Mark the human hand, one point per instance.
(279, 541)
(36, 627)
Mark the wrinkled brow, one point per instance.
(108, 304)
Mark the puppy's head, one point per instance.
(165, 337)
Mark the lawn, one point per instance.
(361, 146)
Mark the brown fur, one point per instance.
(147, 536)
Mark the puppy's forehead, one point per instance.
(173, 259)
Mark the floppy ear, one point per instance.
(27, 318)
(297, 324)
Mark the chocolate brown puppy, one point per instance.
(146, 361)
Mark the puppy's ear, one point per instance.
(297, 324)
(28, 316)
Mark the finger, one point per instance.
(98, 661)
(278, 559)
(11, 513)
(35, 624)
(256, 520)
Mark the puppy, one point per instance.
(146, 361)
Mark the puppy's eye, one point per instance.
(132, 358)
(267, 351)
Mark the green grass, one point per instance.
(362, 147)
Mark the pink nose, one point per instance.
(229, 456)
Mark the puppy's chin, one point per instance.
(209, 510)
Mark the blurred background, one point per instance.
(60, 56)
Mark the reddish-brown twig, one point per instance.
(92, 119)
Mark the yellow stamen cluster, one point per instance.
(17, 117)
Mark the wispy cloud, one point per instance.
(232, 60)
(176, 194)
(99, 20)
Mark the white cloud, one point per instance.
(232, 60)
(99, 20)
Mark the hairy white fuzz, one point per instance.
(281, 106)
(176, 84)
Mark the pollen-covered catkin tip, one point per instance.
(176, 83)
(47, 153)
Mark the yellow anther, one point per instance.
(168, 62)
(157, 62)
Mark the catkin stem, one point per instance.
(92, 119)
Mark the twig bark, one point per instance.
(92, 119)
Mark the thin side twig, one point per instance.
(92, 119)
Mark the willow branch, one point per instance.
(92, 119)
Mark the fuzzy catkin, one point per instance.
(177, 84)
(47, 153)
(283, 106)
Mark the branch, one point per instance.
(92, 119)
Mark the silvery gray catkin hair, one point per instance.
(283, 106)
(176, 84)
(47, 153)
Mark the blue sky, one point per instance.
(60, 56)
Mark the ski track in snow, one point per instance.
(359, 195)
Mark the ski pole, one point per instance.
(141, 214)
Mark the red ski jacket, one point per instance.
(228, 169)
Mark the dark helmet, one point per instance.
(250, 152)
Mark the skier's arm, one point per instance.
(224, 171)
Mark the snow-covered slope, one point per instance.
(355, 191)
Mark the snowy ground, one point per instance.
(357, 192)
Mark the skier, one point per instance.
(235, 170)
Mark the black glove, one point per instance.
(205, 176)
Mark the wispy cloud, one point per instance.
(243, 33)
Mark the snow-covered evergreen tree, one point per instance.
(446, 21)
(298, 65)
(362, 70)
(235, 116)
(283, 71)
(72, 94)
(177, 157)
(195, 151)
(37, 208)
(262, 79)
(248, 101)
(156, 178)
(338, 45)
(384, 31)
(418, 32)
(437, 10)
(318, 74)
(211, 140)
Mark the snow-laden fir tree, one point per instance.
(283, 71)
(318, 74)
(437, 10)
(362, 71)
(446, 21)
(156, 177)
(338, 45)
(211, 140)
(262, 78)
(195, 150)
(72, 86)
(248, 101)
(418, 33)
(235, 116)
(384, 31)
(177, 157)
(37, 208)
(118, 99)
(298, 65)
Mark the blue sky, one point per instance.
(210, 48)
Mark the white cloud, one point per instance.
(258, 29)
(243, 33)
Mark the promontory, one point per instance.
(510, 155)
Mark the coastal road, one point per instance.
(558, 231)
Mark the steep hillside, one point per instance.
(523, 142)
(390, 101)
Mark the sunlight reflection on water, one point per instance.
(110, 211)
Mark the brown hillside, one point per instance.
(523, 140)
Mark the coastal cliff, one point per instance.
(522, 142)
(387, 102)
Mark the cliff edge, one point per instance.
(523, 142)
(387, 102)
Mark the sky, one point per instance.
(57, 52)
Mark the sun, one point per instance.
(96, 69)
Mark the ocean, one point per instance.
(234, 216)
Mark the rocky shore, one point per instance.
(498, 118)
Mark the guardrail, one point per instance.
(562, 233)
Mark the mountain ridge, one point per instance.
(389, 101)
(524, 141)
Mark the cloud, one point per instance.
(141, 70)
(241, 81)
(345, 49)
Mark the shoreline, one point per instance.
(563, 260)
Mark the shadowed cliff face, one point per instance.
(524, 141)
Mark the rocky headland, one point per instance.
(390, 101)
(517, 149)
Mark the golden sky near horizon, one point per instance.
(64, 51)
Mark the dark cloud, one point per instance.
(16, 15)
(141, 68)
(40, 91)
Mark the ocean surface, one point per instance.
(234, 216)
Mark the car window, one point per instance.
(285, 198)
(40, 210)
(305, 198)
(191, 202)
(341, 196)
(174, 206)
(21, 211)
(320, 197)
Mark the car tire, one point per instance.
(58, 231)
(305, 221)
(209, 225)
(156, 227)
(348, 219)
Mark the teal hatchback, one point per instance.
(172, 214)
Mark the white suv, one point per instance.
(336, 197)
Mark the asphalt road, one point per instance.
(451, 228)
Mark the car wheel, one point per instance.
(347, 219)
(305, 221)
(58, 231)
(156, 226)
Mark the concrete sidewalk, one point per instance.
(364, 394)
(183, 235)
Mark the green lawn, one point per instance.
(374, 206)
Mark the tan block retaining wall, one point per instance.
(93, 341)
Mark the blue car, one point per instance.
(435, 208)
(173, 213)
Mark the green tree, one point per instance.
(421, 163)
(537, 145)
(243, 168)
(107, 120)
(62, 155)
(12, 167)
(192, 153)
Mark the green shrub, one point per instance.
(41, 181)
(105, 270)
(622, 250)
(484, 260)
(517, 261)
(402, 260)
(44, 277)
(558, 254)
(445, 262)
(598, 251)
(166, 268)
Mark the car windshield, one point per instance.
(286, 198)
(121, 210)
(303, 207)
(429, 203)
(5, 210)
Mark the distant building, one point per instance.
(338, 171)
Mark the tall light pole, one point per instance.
_ _ _
### What is being asked
Could you transcribe each entry exactly as it stands?

### Written solution
Mark the human hand, one point per instance.
(279, 541)
(36, 627)
Mark the wrinkled brow, one point per instance.
(108, 304)
Mark the puppy's head, one point per instance.
(165, 337)
Mark the lawn, one point per instance.
(361, 146)
Mark the brown fur, one point per instance.
(147, 536)
Mark the puppy's forehead, one point per instance.
(173, 259)
Mark the floppy ear, one point per instance.
(27, 318)
(297, 324)
Mark the chocolate brown puppy, one point per instance.
(146, 361)
Mark the puppy's ear, one point per instance.
(297, 324)
(28, 316)
Mark the finger, one point per instance.
(98, 661)
(278, 559)
(11, 513)
(35, 624)
(256, 520)
Mark the puppy, one point per instance.
(146, 361)
Mark the puppy's eye, one point per instance.
(132, 358)
(267, 351)
Mark the green grass, one point per instance.
(362, 147)
Mark the pink nose, one point per instance.
(229, 456)
Mark the puppy's chin, one point per instance.
(209, 510)
Mark the blurred background, one point per instance.
(60, 56)
Mark the reddish-brown twig, one point per instance.
(92, 119)
Mark the yellow stamen cluster, one point per instance.
(17, 117)
Mark the wispy cloud, one point per instance.
(232, 60)
(176, 194)
(99, 20)
Mark the white cloud, one point per instance.
(232, 60)
(99, 20)
Mark the hairy white fuzz, one point per instance.
(281, 106)
(176, 84)
Mark the pollen-covered catkin tip, one point per instance.
(176, 83)
(47, 153)
Mark the yellow anther, one point per instance.
(168, 62)
(157, 62)
Mark the catkin stem, one point per instance.
(92, 119)
Mark the twig bark, one point per instance.
(92, 119)
Mark the thin side twig, one point per instance.
(92, 119)
Mark the willow branch, one point per instance.
(92, 119)
Mark the fuzzy catkin, one point per instance.
(177, 84)
(47, 153)
(283, 106)
Mark the branch, one point per instance.
(92, 119)
Mark the silvery gray catkin hair, one point per instance.
(283, 106)
(176, 84)
(47, 153)
Mark the blue sky, one point per instance.
(60, 56)
Mark the ski track in snow, one point per instance.
(359, 195)
Mark the ski pole, one point per instance.
(141, 214)
Mark the red ski jacket, one point per instance.
(228, 169)
Mark the dark helmet, one point per instance.
(250, 152)
Mark the skier's arm, one point per instance.
(224, 171)
Mark the snow-covered slope, one point per instance.
(355, 191)
Mark the snowy ground, one point per instance.
(357, 192)
Mark the skier, one point per instance.
(235, 170)
Mark the black glove, one point per instance.
(205, 176)
Mark the wispy cloud, one point per instance.
(243, 33)
Mark the snow-covered evergreen tree, one point per instance.
(446, 21)
(298, 65)
(362, 70)
(235, 116)
(283, 71)
(72, 94)
(177, 157)
(195, 151)
(37, 208)
(262, 79)
(248, 101)
(156, 178)
(338, 45)
(384, 31)
(418, 32)
(437, 10)
(318, 74)
(211, 140)
Mark the snow-laden fir tree, one point per instance.
(283, 71)
(318, 74)
(437, 10)
(362, 71)
(446, 21)
(156, 177)
(338, 45)
(211, 140)
(262, 78)
(195, 150)
(72, 86)
(248, 101)
(418, 33)
(235, 116)
(384, 31)
(177, 157)
(37, 208)
(118, 99)
(298, 65)
Mark the blue sky, one point per instance.
(210, 48)
Mark the white cloud, one point per instance.
(258, 29)
(243, 33)
Mark the promontory, one point per instance.
(510, 155)
Mark the coastal road, one point per instance.
(558, 231)
Mark the steep hillside, one point per instance.
(523, 142)
(390, 101)
Mark the sunlight reflection on water, one point per instance.
(110, 211)
Mark the brown hillside, one point per instance.
(523, 140)
Mark the coastal cliff, one point per instance.
(522, 142)
(387, 102)
Mark the cliff edge, one point per instance.
(523, 142)
(387, 102)
Mark the sky, one point per instance.
(57, 52)
Mark the sun, one point per instance.
(96, 69)
Mark the ocean, one point per instance.
(234, 216)
Mark the rocky shore, one point per instance.
(498, 118)
Mark the guardrail, one point per instance.
(562, 233)
Mark the mountain ridge, one point per instance.
(389, 101)
(524, 141)
Mark the cloud, one point per instance.
(141, 70)
(241, 81)
(345, 49)
Mark the shoreline, one point per instance.
(563, 260)
Mark the shadowed cliff face, one point per instance.
(524, 141)
Mark the rocky headland, one point per instance.
(390, 101)
(517, 149)
Mark the golden sky near horizon, one point per instance.
(64, 51)
Mark the dark cloud, one point per instance.
(16, 15)
(141, 68)
(40, 91)
Mark the ocean surface, one point per instance.
(234, 216)
Mark the car window, one point per instance.
(285, 198)
(40, 210)
(305, 198)
(191, 202)
(341, 196)
(174, 206)
(21, 211)
(320, 197)
Mark the car tire, one point per instance.
(58, 231)
(305, 221)
(209, 225)
(156, 227)
(348, 219)
Mark the teal hatchback, one point per instance.
(172, 214)
Mark the white suv, one point per instance.
(336, 197)
Mark the asphalt road, one point per instance.
(451, 228)
Mark the car wheel, one point per instance.
(347, 219)
(305, 221)
(58, 231)
(156, 226)
Mark the concrete sidewalk, one point per instance.
(364, 394)
(183, 235)
Mark the green lawn, one point per instance.
(374, 206)
Mark the tan block retaining wall, one point per instance.
(93, 341)
Mark the blue car, one point per instance.
(435, 208)
(173, 213)
Mark the green tree, one point per instance.
(421, 163)
(537, 145)
(243, 168)
(107, 120)
(62, 155)
(12, 167)
(192, 153)
Mark the green shrub, one point per instance.
(41, 181)
(105, 270)
(622, 250)
(484, 260)
(517, 261)
(402, 260)
(44, 277)
(558, 254)
(445, 262)
(598, 251)
(166, 268)
Mark the car windshield, one point per instance.
(286, 198)
(121, 210)
(303, 207)
(429, 203)
(5, 210)
Mark the distant building, one point per instance.
(338, 171)
Mark the tall light pole, one point per instance.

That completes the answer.